## 本文
【新型コロナウイルスで大注目】体外診断用医薬品とは?
投稿日:2021年3月8日
体外診断用医薬品とは?
今回は最近注目されている「体外診断用医薬品」について、
その背景と概要をご紹介します!
体外診断用医薬品の定義
感染症の流行によって、PCR検査などの「体外診断用医薬品」への注目が高まっています。
では、どのような製品が「体外診断用医薬品」となりうるのでしょうか?
旧薬事法第2条第13項によると、 「専ら疾病の診断に使用されることが目的とされている医薬品のうち、
人又は動物の身体に直接使用されることのないものをいう」 とあります。
つまり、あくまで「医薬品」ではありますが、
「人又は動物の身体に直接使用されることのない」ことが 体外診断用医薬品の要件となります。
(ちなみに動物向けにも体外診断薬は存在しますが、監督官庁は農林水産省となります。 承認プロセスも人向けのそれとよく似てはいますが、動物向けの体外診断薬の承認プロセスの方が若干難易度は高い傾向にあります。)
さらに、人に由来する試料を検体とし、検体中の物質等を検出又は測定することにより、
疾病の診断に使用されることが目的とされているもの、という範囲規定があります。

## 課題
体外診断用医薬品についての本文から、かぎかっこ「」でくくられた語句を、同じものは一度だけにして、出てくる順にすべて書き出してください。 この後に続く行は、本文とは関係ありません。

## 入力データ
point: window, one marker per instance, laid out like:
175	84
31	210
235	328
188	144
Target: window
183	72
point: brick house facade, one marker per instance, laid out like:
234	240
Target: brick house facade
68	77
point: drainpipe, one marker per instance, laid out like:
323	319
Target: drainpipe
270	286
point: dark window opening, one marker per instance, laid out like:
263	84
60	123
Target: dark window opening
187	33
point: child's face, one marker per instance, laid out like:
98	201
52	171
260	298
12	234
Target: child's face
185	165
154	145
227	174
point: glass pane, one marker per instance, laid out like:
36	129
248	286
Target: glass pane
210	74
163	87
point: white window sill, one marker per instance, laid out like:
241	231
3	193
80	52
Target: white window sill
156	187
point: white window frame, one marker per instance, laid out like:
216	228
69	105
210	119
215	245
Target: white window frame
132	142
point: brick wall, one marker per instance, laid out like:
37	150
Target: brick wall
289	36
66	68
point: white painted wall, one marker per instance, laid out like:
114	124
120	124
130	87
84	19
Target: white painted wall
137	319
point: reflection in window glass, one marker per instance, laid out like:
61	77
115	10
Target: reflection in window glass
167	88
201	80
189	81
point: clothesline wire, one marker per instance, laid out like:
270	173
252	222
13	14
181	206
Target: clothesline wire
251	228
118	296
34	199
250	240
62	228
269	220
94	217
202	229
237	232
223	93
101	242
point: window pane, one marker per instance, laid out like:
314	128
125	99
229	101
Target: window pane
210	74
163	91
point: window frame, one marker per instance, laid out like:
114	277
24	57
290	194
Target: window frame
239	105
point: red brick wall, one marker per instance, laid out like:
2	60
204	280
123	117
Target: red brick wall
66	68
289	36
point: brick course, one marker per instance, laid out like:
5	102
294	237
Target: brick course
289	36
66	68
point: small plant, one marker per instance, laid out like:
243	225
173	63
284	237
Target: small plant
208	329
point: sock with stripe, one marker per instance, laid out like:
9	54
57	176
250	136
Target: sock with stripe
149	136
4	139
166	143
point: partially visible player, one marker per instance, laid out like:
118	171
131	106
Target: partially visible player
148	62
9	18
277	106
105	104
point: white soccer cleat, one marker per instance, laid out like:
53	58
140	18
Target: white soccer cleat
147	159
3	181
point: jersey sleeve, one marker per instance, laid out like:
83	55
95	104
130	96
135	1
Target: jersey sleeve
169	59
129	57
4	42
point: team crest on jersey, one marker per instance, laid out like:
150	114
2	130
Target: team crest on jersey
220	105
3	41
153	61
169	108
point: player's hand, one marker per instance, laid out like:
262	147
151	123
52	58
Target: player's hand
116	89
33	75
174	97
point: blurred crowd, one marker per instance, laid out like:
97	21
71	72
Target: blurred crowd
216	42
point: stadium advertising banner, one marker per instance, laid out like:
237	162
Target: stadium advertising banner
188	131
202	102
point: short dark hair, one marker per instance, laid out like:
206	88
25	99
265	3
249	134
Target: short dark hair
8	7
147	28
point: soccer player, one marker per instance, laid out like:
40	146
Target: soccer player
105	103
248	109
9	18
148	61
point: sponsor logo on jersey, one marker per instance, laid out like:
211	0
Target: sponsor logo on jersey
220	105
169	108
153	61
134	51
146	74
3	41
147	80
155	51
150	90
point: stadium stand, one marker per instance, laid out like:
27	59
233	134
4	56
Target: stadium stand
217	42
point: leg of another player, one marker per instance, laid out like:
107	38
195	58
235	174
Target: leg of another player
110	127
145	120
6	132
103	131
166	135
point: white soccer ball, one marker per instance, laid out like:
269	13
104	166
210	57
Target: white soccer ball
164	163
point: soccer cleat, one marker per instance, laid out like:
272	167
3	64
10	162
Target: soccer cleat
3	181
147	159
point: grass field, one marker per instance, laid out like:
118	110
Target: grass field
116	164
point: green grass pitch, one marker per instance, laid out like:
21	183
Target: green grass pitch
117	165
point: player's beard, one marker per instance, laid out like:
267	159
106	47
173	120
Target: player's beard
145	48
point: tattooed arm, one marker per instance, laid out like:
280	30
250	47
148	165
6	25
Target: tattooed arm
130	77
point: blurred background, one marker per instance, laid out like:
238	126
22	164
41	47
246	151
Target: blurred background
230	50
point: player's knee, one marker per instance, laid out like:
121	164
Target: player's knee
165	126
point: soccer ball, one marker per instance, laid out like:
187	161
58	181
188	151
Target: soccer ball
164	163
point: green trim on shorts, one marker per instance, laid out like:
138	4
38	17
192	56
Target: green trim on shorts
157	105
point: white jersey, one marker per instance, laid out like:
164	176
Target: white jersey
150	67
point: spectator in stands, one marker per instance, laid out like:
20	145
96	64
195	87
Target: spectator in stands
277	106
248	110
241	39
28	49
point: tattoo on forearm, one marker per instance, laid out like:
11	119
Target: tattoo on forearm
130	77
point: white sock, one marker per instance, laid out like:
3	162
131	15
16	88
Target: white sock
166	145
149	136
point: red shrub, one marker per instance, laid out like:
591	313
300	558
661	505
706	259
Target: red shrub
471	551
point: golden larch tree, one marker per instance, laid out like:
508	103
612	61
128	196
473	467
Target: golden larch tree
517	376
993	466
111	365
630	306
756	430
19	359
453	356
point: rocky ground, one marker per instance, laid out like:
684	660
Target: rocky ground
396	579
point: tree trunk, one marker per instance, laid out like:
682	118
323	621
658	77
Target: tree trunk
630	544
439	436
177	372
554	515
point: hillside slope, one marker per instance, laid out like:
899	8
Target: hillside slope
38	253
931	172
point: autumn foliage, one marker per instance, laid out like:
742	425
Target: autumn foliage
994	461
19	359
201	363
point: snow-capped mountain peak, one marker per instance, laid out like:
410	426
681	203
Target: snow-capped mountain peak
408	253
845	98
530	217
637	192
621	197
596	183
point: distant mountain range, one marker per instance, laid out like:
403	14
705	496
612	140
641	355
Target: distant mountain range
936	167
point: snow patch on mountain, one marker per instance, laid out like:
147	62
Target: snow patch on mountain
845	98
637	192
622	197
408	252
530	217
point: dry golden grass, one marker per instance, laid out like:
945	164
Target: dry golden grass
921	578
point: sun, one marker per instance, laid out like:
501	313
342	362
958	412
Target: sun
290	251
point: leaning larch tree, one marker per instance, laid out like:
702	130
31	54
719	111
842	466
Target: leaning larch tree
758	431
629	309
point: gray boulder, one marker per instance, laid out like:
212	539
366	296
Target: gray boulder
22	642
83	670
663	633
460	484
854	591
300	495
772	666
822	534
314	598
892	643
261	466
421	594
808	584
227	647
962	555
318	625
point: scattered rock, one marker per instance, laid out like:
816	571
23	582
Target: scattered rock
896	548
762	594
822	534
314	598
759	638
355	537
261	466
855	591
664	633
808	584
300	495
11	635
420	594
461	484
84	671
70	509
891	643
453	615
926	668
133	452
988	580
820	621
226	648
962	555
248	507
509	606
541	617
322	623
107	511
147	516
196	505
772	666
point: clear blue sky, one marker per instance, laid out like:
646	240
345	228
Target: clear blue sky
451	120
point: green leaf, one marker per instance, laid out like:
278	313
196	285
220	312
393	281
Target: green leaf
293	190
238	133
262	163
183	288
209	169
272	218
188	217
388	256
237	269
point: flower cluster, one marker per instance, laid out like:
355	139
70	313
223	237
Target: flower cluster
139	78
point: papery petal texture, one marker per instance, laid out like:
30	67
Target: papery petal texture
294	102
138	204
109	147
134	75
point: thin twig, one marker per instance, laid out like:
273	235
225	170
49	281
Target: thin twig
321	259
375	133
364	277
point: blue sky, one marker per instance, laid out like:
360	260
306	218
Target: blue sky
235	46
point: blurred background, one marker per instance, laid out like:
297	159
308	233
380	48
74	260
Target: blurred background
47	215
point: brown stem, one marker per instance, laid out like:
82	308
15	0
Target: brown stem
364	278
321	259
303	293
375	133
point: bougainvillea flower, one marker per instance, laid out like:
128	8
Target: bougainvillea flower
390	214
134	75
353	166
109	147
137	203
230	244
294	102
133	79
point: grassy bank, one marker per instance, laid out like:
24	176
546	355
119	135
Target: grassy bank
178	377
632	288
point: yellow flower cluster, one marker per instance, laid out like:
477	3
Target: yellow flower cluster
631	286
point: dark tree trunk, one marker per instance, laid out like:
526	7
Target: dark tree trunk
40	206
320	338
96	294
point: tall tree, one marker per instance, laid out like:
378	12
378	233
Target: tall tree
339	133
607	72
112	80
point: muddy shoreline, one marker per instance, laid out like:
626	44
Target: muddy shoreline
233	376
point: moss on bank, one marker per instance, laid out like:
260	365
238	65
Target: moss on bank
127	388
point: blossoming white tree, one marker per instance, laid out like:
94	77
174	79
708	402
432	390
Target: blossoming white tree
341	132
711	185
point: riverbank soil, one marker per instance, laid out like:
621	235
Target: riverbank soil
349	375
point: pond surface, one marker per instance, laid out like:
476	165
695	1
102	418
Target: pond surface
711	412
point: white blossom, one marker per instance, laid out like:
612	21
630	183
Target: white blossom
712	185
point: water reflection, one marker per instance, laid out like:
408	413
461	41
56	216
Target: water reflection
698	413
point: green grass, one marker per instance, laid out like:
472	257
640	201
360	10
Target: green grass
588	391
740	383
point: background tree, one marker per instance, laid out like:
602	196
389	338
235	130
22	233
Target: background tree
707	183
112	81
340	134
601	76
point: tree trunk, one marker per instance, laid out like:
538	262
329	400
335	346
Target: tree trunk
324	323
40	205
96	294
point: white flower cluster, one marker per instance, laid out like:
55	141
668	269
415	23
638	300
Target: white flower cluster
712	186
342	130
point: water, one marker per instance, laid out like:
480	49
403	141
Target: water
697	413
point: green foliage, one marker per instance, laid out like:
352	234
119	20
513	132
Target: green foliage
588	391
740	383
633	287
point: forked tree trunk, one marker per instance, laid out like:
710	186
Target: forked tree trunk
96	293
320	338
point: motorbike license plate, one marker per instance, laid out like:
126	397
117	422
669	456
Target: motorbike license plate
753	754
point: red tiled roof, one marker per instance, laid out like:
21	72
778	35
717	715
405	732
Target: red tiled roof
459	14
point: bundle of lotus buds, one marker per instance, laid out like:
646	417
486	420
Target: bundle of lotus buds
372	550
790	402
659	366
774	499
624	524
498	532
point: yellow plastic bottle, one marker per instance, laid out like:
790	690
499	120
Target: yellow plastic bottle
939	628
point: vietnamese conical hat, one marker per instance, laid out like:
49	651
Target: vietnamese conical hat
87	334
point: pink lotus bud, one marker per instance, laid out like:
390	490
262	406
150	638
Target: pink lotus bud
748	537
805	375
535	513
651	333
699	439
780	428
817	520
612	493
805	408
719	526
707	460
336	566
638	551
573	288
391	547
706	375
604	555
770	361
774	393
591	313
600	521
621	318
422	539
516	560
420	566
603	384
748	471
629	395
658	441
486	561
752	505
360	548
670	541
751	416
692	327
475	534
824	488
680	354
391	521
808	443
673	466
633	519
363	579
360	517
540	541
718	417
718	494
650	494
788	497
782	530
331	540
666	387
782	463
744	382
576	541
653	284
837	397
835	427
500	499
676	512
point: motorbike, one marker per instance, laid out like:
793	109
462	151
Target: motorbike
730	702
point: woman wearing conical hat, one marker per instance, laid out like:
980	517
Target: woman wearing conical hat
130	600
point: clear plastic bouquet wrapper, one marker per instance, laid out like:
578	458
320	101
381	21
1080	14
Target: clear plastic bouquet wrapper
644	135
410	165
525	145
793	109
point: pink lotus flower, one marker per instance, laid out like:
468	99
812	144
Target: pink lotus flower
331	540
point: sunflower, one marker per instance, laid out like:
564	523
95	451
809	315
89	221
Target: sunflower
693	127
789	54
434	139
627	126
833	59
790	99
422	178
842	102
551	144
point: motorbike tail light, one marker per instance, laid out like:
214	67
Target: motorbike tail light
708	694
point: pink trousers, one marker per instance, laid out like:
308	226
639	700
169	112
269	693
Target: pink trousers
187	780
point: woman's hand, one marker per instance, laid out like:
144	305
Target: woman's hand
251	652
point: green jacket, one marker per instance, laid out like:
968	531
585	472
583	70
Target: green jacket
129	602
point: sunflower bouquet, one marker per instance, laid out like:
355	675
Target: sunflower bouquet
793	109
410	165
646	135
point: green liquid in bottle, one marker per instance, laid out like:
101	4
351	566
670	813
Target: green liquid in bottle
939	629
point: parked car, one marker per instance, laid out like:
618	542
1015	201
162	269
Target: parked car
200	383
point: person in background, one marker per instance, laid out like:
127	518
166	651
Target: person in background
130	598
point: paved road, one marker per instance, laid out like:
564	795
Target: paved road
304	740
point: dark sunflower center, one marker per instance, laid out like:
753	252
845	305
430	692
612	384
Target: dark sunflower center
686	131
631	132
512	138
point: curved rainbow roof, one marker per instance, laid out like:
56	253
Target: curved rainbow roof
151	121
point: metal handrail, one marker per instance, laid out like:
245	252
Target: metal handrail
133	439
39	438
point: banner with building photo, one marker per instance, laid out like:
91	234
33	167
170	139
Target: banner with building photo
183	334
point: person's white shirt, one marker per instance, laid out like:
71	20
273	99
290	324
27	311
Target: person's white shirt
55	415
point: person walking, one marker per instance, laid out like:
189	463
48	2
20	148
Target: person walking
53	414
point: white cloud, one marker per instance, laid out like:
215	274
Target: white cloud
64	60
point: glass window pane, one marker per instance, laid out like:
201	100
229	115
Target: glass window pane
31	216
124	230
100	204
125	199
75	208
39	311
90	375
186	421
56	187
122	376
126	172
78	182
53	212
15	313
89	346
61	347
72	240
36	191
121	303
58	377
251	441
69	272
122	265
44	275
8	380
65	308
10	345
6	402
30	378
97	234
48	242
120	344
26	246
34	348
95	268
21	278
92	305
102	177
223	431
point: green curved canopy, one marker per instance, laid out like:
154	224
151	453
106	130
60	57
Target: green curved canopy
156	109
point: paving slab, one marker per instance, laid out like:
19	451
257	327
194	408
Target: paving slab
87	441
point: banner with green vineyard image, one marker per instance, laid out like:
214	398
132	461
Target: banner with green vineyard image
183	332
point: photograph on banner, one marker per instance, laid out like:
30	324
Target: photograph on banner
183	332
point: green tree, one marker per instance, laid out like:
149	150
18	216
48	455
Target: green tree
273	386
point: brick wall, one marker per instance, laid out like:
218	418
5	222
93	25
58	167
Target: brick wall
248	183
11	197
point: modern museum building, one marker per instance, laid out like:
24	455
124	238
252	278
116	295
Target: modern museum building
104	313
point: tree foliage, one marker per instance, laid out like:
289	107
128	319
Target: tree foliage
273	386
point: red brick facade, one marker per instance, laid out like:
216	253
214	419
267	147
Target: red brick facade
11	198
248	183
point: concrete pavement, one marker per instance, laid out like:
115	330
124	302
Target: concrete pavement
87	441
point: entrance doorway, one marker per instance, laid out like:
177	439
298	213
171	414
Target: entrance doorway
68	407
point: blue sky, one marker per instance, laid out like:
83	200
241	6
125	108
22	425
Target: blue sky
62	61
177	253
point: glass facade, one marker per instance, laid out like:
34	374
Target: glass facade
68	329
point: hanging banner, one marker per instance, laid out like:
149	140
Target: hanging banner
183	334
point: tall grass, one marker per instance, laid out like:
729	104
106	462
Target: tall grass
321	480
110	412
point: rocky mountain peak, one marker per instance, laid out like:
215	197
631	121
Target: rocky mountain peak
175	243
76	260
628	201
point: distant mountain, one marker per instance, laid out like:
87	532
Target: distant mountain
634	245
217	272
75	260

## 解答
・「体外診断用医薬品」
・「専ら疾病の診断に使用されることが目的とされている医薬品のうち、人又は動物の身体に直接使用されることのないものをいう」
・「医薬品」
・「人又は動物の身体に直接使用されることのない」